Activity
Please copy the lines below, exactly as they are, from the one with "the window shutter." through the one with "the white plaster", and leave out the pictures.

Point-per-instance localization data
━━━━━━━━━━━━━━━━

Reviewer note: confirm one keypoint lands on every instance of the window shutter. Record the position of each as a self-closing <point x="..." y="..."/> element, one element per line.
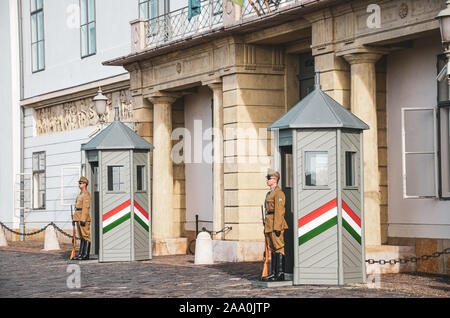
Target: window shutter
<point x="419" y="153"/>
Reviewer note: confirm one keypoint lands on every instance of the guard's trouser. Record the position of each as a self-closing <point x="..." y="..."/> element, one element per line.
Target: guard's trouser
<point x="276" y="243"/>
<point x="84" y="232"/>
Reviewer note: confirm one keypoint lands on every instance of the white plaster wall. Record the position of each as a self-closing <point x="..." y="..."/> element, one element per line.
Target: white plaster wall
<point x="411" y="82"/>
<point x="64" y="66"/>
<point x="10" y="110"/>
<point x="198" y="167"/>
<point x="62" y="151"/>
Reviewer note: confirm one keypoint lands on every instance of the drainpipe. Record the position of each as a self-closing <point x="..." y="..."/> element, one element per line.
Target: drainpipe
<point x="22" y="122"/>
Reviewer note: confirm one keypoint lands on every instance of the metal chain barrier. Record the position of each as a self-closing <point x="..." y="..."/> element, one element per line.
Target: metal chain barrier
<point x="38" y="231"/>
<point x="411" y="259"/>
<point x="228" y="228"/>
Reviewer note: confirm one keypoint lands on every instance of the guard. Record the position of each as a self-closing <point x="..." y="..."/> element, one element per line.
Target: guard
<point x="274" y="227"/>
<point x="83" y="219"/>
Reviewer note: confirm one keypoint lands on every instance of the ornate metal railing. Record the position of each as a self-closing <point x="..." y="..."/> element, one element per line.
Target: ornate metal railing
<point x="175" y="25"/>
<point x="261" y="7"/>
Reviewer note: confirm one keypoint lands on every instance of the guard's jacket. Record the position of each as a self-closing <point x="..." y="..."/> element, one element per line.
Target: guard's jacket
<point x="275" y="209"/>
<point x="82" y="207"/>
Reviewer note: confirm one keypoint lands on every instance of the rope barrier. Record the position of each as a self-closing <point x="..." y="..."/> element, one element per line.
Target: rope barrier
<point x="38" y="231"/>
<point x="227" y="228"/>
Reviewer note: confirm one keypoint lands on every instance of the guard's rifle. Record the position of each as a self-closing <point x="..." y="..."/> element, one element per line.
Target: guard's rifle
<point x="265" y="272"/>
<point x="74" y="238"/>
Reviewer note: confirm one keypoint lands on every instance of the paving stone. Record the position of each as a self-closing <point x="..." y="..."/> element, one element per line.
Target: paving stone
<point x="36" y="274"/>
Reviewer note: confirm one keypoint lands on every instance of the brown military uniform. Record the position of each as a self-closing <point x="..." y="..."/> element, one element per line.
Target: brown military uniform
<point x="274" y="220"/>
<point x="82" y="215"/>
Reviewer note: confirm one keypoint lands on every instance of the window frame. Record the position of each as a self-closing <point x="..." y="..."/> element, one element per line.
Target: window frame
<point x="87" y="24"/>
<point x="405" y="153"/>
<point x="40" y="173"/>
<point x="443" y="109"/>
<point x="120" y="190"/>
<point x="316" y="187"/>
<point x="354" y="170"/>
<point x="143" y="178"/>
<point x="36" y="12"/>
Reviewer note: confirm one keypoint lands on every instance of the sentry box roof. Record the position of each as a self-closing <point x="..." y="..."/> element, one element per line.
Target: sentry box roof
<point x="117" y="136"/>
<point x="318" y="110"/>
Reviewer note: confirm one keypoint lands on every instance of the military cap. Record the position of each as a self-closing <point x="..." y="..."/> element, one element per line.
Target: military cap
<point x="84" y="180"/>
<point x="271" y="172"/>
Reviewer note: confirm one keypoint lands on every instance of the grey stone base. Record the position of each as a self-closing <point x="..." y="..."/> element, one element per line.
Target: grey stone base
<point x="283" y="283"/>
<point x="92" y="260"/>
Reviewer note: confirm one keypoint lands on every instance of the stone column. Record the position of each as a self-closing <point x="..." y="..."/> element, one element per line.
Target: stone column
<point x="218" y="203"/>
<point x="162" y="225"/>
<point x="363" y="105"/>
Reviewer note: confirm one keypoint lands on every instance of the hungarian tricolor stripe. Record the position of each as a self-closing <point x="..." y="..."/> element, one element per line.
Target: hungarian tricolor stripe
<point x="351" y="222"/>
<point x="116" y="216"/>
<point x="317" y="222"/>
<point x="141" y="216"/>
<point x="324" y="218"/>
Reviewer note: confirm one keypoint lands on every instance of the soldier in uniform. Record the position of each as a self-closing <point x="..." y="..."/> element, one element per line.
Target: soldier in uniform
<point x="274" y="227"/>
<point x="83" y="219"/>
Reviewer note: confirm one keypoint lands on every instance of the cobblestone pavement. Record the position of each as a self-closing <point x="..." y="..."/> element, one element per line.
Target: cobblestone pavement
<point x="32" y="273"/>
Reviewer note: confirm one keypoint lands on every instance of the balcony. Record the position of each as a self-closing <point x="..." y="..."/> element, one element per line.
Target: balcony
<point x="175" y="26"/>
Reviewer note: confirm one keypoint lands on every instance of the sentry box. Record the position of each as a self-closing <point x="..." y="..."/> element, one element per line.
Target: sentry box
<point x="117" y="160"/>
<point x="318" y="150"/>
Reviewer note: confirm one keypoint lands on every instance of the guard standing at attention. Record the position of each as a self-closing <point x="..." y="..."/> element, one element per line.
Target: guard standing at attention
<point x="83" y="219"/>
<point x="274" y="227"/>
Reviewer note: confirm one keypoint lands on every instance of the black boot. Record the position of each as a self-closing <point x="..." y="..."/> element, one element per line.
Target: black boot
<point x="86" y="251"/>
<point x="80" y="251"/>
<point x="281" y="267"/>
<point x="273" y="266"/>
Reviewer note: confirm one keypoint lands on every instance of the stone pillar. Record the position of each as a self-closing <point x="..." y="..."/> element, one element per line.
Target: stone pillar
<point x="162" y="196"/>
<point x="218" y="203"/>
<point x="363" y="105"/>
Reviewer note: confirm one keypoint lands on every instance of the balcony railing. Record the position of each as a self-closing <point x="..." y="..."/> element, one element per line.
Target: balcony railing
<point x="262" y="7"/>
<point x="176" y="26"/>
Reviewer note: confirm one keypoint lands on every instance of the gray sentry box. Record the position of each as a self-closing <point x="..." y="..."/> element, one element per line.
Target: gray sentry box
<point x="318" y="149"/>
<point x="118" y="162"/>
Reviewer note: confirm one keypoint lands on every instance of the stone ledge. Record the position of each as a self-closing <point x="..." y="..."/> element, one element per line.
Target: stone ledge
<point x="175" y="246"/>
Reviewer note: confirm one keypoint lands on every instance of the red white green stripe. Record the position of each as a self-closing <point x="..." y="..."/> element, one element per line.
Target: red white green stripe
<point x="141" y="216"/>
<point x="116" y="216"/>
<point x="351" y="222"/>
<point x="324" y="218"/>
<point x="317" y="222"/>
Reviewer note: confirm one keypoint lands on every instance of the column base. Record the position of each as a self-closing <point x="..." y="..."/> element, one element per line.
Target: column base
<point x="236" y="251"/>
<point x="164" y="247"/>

━━━━━━━━━━━━━━━━

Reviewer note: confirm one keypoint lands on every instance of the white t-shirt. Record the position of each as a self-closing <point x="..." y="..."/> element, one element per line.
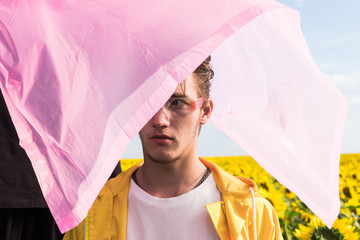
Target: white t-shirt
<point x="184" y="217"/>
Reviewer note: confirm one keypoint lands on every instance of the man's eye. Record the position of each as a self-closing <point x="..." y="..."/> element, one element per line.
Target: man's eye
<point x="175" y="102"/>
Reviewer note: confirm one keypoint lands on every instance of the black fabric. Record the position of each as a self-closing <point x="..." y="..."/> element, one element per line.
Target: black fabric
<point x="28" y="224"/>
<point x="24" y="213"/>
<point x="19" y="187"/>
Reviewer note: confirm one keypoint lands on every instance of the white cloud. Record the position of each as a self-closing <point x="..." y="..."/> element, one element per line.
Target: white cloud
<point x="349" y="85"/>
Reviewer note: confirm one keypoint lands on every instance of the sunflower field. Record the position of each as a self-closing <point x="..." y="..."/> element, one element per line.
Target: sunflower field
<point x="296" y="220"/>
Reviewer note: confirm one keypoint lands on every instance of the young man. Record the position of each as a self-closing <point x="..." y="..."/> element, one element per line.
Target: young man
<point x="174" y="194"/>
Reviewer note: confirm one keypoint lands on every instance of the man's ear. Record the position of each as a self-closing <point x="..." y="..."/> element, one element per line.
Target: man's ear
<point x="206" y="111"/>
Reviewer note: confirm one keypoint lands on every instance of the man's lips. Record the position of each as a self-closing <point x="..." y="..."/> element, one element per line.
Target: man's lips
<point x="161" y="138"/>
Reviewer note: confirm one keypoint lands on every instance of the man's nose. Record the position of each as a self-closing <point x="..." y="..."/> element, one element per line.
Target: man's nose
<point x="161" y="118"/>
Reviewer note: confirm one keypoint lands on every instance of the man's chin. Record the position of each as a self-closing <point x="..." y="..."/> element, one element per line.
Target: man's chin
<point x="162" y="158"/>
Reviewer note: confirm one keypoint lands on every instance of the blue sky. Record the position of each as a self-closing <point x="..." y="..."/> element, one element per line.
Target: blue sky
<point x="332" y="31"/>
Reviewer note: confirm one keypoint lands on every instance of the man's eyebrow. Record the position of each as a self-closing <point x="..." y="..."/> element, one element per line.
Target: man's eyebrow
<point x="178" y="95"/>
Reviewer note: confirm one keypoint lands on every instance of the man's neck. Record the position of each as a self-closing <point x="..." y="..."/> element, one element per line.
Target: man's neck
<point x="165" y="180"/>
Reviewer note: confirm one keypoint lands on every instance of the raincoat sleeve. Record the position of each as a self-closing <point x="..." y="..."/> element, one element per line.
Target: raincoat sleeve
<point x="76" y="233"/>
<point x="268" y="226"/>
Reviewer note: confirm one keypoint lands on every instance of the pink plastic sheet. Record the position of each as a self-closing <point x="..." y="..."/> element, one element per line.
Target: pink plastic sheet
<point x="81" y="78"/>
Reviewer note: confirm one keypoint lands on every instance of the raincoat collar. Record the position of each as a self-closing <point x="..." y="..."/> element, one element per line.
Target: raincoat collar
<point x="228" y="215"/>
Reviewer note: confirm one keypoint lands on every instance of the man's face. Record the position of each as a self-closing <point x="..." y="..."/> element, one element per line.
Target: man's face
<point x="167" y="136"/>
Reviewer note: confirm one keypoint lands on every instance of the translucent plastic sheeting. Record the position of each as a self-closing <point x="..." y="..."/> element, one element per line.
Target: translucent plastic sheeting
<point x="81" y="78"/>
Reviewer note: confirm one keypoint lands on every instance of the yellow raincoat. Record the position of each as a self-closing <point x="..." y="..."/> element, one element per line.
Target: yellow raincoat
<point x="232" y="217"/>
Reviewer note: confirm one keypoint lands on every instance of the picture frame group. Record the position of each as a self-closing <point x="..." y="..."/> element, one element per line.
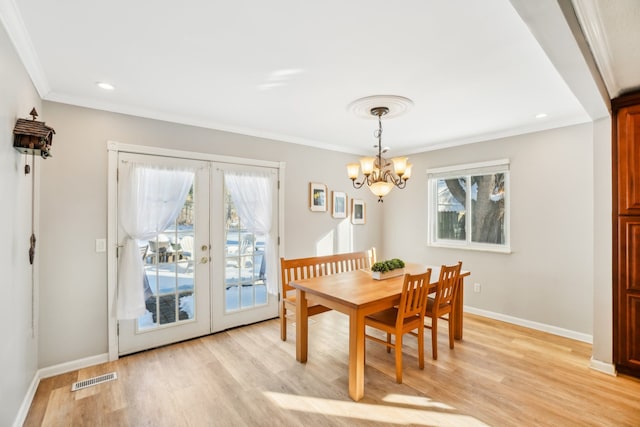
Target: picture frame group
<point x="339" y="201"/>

━━━━━━━━━━━━━━━━

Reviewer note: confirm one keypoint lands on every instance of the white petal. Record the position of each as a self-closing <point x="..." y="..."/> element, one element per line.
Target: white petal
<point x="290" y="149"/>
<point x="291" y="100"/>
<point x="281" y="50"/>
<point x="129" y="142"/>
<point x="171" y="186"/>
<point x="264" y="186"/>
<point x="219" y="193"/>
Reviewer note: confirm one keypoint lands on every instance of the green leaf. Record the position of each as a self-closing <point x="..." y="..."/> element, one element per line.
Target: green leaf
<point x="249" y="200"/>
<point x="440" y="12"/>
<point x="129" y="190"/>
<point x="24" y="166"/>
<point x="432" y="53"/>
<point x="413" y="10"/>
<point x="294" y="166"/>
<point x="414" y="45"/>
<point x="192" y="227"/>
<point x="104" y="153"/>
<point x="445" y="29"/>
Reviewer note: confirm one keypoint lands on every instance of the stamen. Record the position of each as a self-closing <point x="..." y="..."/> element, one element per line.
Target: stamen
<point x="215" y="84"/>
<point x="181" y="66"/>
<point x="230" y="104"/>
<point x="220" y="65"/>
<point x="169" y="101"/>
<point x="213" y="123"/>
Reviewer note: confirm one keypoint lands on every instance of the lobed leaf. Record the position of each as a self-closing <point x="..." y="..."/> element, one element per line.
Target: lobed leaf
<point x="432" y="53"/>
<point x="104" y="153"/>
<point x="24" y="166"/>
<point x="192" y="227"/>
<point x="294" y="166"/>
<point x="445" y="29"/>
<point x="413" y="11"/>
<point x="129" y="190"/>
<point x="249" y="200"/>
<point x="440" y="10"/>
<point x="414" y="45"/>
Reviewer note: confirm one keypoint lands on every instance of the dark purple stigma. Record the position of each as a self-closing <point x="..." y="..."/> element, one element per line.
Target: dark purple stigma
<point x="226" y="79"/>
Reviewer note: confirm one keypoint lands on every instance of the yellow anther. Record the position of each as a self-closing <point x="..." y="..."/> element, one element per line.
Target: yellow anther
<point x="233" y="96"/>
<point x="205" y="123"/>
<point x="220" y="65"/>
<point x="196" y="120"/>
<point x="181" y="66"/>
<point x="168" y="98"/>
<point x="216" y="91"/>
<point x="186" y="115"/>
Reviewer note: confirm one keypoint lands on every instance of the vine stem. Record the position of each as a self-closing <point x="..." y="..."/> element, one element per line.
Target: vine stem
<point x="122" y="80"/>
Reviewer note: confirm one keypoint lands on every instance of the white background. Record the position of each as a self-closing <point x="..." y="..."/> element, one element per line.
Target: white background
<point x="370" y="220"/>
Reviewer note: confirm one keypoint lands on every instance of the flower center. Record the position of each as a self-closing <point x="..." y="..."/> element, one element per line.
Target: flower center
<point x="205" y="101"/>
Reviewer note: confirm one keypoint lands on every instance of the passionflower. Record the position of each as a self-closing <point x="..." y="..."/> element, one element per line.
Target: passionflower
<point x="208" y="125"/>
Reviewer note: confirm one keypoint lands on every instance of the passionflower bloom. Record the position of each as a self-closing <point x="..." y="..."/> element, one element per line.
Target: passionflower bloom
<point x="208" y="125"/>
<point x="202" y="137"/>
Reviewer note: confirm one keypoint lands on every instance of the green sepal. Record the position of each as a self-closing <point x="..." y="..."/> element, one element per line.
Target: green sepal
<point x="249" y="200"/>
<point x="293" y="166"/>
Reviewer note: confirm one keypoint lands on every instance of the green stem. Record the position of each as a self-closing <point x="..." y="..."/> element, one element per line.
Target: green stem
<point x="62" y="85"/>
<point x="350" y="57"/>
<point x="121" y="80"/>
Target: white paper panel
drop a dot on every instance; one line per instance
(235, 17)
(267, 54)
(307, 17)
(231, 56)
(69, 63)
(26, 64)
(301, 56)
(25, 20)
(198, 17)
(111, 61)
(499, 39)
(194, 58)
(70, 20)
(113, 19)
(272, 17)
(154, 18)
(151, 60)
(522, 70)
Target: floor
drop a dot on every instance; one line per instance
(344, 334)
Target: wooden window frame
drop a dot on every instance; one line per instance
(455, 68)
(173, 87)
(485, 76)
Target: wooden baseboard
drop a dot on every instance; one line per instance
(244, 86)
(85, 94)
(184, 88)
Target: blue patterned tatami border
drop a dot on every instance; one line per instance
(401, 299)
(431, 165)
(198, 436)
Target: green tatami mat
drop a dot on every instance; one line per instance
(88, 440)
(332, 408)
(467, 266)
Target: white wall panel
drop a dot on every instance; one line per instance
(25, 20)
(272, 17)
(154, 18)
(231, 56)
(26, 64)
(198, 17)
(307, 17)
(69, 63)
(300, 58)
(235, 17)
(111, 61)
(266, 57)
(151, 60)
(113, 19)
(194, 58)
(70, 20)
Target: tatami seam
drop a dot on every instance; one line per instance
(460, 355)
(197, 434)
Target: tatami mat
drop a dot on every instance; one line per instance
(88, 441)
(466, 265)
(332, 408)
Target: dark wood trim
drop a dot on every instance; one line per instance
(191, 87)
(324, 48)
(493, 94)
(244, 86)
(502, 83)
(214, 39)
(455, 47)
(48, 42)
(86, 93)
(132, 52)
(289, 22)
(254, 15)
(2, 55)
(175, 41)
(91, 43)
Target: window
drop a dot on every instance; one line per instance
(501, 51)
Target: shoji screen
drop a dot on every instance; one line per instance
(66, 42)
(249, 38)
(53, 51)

━━━━━━━━━━━━━━━━

Solution to this problem
Reviewer note: confirm one keypoint lands on every instance of the window shutter. Record the position of each as a self-closing <point x="..." y="..."/> element, one element per line.
Target: window shutter
<point x="419" y="153"/>
Reviewer note: confirm one keypoint lands on every instance of the guard's trouser. Record the position of each as a self-closing <point x="..." y="..."/> element, one element per line.
Target: guard's trouser
<point x="276" y="243"/>
<point x="84" y="232"/>
Reviewer note: confirm one keypoint lands on every instance of the white plaster wall. Record the position of each as a self-closing <point x="..." y="..."/> element, one element per line.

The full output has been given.